- _WHAT IS NEEDED_
Report, verbatim, each line of the records in which the word "green" appears.

(Location identification entries)
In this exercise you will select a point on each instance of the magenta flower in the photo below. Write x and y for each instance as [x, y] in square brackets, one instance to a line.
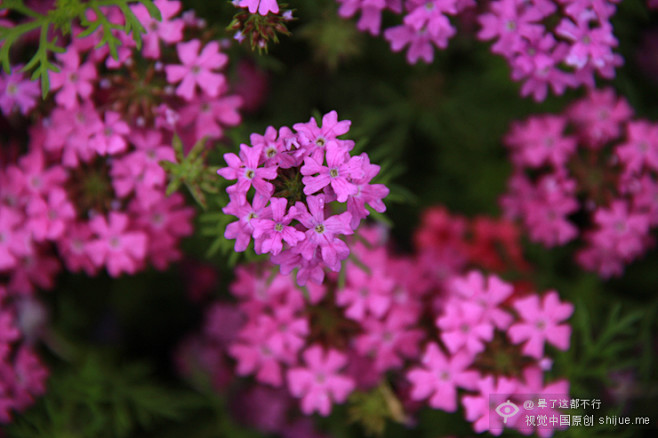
[511, 24]
[620, 231]
[112, 138]
[322, 232]
[319, 384]
[599, 116]
[641, 149]
[480, 408]
[463, 325]
[242, 229]
[274, 231]
[255, 352]
[589, 45]
[116, 247]
[315, 138]
[488, 292]
[14, 239]
[389, 341]
[210, 115]
[49, 218]
[540, 140]
[197, 69]
[365, 293]
[440, 376]
[262, 6]
[73, 80]
[541, 323]
[17, 92]
[338, 173]
[245, 169]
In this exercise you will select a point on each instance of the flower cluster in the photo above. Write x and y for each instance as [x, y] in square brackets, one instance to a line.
[460, 243]
[546, 44]
[263, 7]
[590, 173]
[22, 375]
[91, 186]
[289, 188]
[440, 342]
[260, 23]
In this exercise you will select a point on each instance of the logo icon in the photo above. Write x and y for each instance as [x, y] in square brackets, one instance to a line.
[506, 410]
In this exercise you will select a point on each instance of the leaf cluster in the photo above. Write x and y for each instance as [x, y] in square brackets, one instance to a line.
[88, 14]
[95, 398]
[598, 351]
[191, 171]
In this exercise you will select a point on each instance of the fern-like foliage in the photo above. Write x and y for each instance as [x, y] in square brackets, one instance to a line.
[95, 398]
[88, 14]
[191, 170]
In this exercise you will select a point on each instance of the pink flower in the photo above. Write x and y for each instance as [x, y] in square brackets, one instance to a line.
[17, 92]
[112, 137]
[242, 229]
[245, 169]
[211, 115]
[641, 148]
[262, 6]
[480, 408]
[274, 231]
[463, 325]
[14, 239]
[588, 45]
[511, 23]
[389, 341]
[319, 383]
[50, 218]
[366, 293]
[322, 232]
[540, 140]
[116, 247]
[620, 231]
[316, 139]
[73, 80]
[440, 375]
[255, 352]
[419, 41]
[197, 69]
[488, 292]
[599, 116]
[541, 323]
[338, 173]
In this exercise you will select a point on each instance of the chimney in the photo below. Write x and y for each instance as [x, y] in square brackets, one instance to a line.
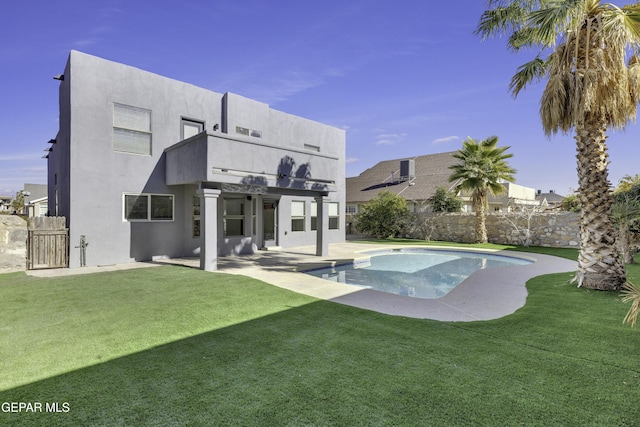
[407, 169]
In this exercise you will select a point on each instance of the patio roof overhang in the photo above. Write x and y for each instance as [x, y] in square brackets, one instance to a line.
[236, 164]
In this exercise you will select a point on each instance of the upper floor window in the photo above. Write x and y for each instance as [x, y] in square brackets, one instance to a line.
[131, 129]
[190, 128]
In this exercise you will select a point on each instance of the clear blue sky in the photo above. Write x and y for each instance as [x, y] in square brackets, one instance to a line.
[403, 77]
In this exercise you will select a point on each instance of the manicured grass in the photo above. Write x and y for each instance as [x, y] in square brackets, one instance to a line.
[177, 346]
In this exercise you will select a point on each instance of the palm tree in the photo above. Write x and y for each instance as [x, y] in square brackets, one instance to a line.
[481, 170]
[591, 87]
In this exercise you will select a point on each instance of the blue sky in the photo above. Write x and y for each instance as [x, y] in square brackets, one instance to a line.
[403, 77]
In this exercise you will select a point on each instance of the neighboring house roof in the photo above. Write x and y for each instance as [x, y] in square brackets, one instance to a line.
[40, 200]
[431, 171]
[551, 197]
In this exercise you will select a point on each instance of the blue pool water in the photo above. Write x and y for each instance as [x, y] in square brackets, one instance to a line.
[422, 273]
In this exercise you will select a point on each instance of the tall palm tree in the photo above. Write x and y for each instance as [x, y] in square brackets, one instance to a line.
[481, 171]
[593, 84]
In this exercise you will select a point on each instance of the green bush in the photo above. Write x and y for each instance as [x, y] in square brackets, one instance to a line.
[385, 216]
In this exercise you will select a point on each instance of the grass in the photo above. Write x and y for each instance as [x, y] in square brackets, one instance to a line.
[177, 346]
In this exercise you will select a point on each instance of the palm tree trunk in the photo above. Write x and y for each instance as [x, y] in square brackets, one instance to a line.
[481, 226]
[624, 243]
[599, 264]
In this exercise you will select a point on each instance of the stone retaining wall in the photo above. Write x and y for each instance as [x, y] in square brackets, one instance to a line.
[558, 229]
[13, 243]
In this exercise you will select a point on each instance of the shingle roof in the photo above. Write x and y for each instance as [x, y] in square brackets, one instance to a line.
[431, 171]
[551, 197]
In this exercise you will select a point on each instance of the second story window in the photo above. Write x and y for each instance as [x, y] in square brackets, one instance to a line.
[190, 128]
[131, 129]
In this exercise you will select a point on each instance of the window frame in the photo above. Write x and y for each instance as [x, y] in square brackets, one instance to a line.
[186, 121]
[149, 207]
[226, 218]
[120, 129]
[299, 219]
[335, 219]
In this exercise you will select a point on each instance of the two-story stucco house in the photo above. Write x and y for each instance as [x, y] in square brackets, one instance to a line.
[146, 167]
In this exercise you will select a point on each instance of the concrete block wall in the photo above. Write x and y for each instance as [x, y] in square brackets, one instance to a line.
[558, 229]
[13, 243]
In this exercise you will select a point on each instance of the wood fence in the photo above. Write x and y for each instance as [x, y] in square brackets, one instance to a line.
[47, 242]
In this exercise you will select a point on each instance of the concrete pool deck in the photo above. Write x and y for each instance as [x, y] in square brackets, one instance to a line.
[487, 294]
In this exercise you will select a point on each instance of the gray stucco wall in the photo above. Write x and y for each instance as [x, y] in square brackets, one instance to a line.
[90, 179]
[13, 243]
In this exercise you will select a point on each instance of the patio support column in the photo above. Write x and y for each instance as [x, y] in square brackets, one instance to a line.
[322, 226]
[208, 228]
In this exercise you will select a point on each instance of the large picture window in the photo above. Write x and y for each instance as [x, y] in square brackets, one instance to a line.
[148, 207]
[297, 216]
[131, 129]
[233, 217]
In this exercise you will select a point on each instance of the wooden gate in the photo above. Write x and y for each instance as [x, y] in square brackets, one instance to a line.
[47, 242]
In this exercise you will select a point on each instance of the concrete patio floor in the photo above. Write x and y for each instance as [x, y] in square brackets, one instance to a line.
[487, 294]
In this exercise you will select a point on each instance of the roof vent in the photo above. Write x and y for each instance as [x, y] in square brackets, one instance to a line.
[407, 169]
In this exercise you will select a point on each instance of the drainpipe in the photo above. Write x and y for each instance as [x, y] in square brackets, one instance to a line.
[83, 250]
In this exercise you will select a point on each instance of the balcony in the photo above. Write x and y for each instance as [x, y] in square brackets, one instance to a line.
[250, 163]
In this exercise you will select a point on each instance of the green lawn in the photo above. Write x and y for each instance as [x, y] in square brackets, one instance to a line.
[178, 346]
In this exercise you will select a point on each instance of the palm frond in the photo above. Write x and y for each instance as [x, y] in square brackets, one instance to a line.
[631, 293]
[529, 72]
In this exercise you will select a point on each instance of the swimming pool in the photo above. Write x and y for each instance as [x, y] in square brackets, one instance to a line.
[419, 273]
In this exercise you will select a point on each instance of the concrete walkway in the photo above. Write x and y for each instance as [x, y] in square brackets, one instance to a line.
[487, 294]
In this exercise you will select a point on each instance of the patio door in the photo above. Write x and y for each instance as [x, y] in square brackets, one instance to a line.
[269, 223]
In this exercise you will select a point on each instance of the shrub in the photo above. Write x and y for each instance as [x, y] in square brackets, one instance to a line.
[385, 216]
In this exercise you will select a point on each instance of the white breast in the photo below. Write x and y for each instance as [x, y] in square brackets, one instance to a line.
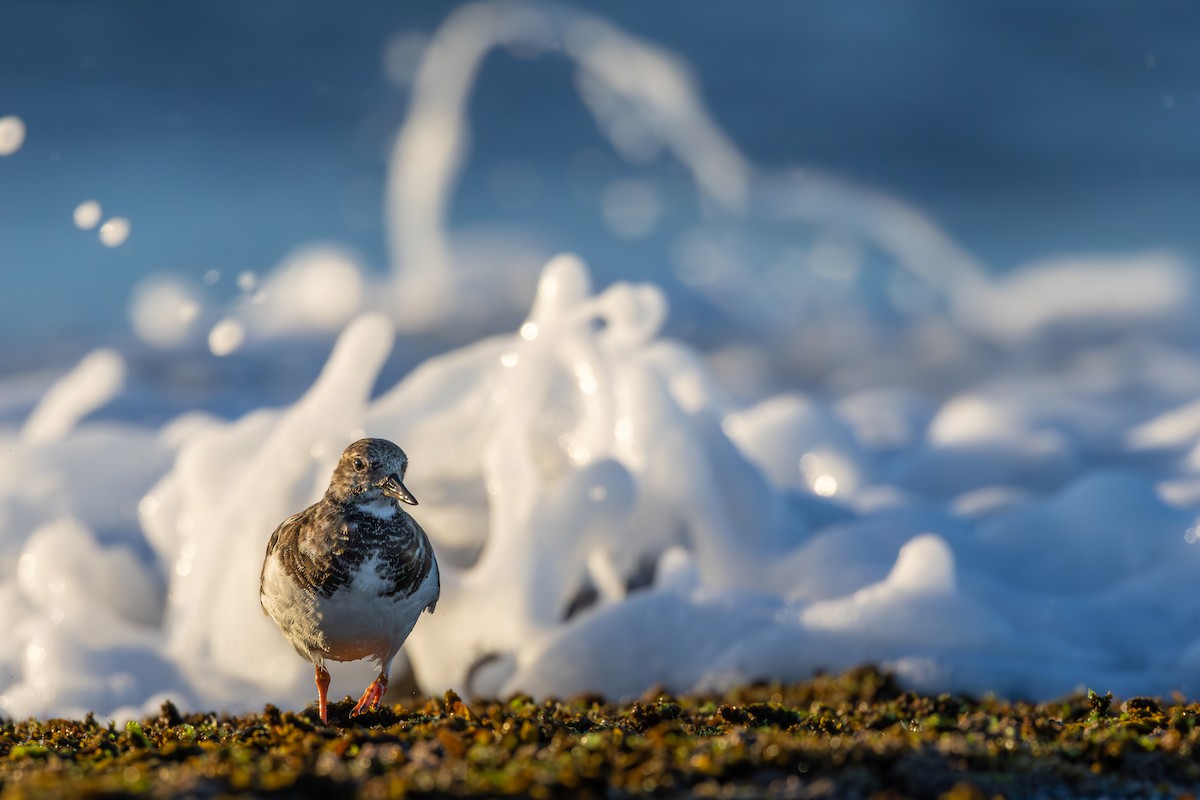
[358, 621]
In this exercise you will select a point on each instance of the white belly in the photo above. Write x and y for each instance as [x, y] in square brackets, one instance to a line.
[355, 623]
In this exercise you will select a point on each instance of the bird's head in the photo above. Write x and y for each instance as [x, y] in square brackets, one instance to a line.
[370, 469]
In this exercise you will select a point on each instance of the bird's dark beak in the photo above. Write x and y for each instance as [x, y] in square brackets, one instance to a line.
[394, 487]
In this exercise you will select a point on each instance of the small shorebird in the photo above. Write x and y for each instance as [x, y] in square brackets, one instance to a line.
[347, 577]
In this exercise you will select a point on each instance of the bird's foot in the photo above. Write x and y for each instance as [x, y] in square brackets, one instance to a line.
[322, 693]
[370, 699]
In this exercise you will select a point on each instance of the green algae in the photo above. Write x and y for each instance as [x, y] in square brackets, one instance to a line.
[851, 735]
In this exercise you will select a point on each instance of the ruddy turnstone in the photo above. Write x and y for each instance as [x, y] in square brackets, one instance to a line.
[347, 577]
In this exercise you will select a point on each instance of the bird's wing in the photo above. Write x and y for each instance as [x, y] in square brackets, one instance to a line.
[407, 557]
[307, 546]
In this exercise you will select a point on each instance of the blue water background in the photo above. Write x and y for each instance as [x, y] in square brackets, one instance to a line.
[231, 132]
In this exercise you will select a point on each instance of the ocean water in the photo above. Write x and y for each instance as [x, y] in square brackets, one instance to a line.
[696, 386]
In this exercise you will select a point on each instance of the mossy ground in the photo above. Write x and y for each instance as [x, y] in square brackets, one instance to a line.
[851, 735]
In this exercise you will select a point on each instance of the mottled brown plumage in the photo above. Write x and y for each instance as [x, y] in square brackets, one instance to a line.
[347, 577]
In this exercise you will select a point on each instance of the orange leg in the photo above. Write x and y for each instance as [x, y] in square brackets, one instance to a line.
[370, 699]
[323, 692]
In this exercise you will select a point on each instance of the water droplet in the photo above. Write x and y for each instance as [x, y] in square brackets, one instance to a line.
[12, 134]
[87, 215]
[226, 336]
[114, 232]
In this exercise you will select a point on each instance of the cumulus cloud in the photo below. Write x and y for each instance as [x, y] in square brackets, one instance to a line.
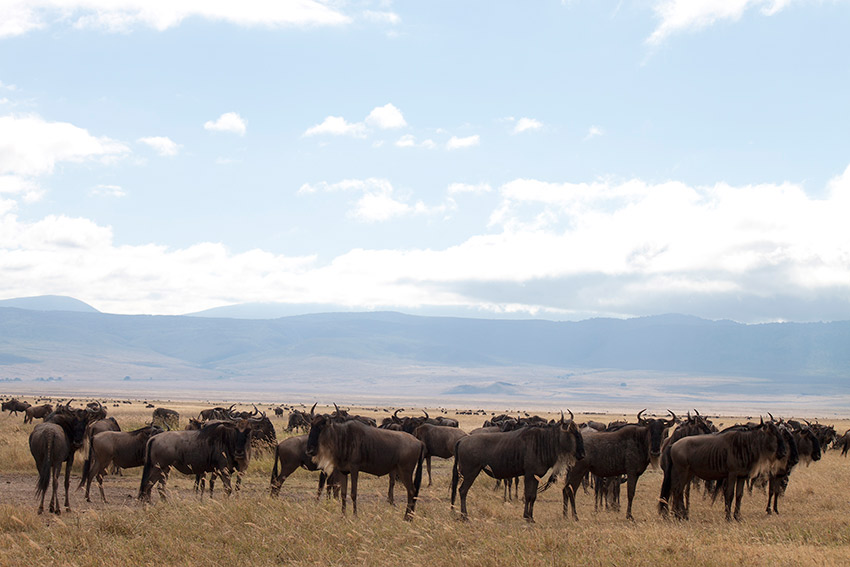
[227, 122]
[386, 117]
[562, 250]
[527, 125]
[685, 15]
[162, 145]
[337, 126]
[456, 143]
[377, 200]
[18, 17]
[30, 147]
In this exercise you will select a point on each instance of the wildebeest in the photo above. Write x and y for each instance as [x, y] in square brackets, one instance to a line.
[166, 418]
[218, 447]
[301, 419]
[529, 452]
[625, 451]
[13, 406]
[123, 449]
[732, 455]
[39, 412]
[215, 413]
[440, 441]
[53, 442]
[291, 454]
[352, 447]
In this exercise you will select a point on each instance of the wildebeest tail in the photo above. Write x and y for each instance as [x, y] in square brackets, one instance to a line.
[86, 466]
[44, 471]
[666, 484]
[455, 476]
[146, 471]
[417, 479]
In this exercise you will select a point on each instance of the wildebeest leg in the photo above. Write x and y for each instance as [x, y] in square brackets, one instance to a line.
[464, 489]
[530, 497]
[68, 464]
[728, 493]
[739, 493]
[343, 490]
[630, 492]
[569, 494]
[354, 476]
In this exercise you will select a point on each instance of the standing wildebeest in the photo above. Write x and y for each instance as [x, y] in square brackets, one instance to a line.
[218, 447]
[624, 451]
[13, 406]
[440, 441]
[300, 419]
[732, 455]
[166, 418]
[291, 453]
[123, 449]
[529, 452]
[40, 412]
[351, 447]
[53, 442]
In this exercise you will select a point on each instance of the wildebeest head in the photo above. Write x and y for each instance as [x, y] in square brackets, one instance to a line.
[657, 431]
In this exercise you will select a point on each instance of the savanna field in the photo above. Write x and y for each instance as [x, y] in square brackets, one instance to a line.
[251, 528]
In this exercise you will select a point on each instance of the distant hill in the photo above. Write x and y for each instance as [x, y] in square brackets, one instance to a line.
[49, 303]
[383, 356]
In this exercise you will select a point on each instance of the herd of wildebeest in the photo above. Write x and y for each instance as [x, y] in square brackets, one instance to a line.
[691, 452]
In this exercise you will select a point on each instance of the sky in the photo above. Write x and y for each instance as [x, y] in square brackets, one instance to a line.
[554, 159]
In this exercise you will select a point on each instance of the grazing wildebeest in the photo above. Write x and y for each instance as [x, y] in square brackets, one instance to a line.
[529, 452]
[13, 406]
[53, 442]
[291, 453]
[732, 455]
[440, 441]
[301, 419]
[166, 418]
[218, 447]
[625, 451]
[351, 447]
[122, 449]
[40, 412]
[215, 413]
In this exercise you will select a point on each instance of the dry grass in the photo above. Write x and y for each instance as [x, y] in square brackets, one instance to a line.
[295, 529]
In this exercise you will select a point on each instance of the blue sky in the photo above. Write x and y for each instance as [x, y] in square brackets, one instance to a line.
[561, 160]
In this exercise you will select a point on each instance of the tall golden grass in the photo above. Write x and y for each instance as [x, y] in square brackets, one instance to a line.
[296, 529]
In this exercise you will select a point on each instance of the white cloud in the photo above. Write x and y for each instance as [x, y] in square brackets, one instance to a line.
[108, 191]
[386, 117]
[337, 126]
[227, 122]
[456, 143]
[162, 145]
[593, 132]
[409, 141]
[527, 125]
[378, 200]
[684, 15]
[18, 17]
[456, 188]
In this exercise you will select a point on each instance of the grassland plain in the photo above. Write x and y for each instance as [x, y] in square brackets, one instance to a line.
[296, 529]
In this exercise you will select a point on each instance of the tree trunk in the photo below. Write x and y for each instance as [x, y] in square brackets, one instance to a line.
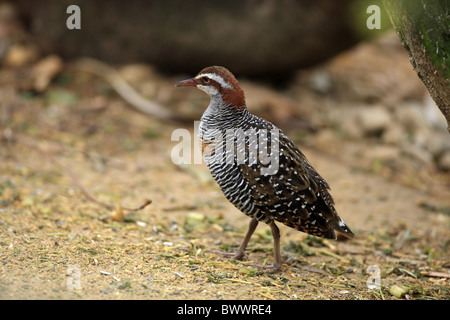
[424, 29]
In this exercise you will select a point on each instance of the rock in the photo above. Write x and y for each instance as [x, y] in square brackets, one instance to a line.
[249, 37]
[444, 161]
[373, 119]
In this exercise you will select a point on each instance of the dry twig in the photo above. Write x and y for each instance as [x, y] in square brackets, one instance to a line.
[73, 177]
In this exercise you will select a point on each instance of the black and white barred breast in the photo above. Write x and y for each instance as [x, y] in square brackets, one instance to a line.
[267, 177]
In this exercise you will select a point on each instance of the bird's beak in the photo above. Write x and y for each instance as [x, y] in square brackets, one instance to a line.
[187, 83]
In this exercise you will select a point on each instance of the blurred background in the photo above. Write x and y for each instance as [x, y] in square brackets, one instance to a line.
[313, 66]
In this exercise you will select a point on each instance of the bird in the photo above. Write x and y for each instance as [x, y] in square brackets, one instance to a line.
[259, 169]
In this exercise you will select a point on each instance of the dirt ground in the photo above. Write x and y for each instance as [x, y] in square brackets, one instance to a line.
[79, 136]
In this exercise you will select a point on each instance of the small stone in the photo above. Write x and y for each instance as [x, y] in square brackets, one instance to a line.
[444, 161]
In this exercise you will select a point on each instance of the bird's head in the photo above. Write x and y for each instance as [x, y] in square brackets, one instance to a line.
[217, 81]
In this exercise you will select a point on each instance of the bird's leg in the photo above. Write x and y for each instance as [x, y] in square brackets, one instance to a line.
[276, 250]
[240, 254]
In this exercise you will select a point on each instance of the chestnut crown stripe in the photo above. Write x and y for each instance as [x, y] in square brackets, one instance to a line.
[216, 78]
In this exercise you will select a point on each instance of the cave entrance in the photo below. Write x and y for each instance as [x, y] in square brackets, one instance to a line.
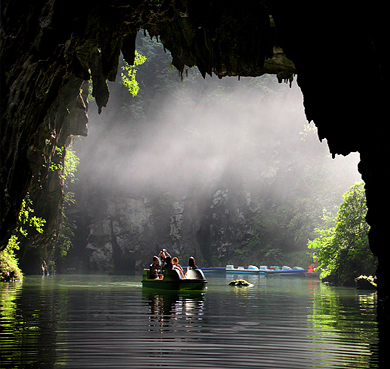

- _THE COMPLETED TASK_
In this exercise you will select a point on each instance of the green bush in the photo above. Write x and y for each instance as [x, y] in square brackets, one instance to a line.
In this exercise you will select a point on each instance of the green lawn in the photo above. Write x and y for each instance as [x, y] in square brackets, one instance to a line.
In this exercise you will select a point on each instance of the green algae in the photo above. Write x and y for each instance as [x, y] in square brackets, one instance to a line.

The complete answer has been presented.